### Problem description
Where a line below holds the string "instance", that line goes into the answer.
○ ○ ○
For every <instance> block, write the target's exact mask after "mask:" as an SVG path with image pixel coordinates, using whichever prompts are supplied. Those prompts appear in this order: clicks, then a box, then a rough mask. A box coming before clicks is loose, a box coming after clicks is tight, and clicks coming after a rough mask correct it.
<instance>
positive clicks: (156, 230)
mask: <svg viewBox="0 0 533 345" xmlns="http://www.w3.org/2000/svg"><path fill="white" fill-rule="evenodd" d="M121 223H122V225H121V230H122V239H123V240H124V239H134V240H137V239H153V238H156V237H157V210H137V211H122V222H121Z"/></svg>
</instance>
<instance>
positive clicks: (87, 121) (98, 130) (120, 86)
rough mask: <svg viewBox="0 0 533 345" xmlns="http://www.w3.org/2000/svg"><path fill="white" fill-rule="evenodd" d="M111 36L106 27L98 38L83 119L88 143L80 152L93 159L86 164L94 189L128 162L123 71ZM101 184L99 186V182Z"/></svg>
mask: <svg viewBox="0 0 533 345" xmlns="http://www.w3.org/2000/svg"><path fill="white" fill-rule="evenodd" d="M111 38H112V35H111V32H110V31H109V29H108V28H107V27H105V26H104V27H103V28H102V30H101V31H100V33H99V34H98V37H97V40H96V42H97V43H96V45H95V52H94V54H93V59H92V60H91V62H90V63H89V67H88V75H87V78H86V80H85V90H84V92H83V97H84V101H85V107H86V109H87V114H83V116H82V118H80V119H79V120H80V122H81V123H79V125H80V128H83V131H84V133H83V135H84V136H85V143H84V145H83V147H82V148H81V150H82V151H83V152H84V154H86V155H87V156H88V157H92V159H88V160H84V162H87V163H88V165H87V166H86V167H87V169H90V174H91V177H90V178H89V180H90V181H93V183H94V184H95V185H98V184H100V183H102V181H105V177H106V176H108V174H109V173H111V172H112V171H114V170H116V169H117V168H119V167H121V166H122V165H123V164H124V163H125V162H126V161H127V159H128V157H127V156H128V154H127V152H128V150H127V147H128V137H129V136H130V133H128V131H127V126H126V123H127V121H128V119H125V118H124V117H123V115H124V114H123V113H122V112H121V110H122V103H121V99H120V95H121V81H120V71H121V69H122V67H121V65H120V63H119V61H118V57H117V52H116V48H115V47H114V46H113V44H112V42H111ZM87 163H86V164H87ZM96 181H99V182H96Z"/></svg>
○ ○ ○
### Exercise output
For every <instance> block, write the target's exact mask after "mask:" as an SVG path with image pixel coordinates, using whichever prompts are supplied. Those prompts appear in this order: clicks, then a box, then a rough mask. A box coming before clicks is loose, a box coming after clicks is tight, and clicks coming after a rough mask correct it.
<instance>
</instance>
<instance>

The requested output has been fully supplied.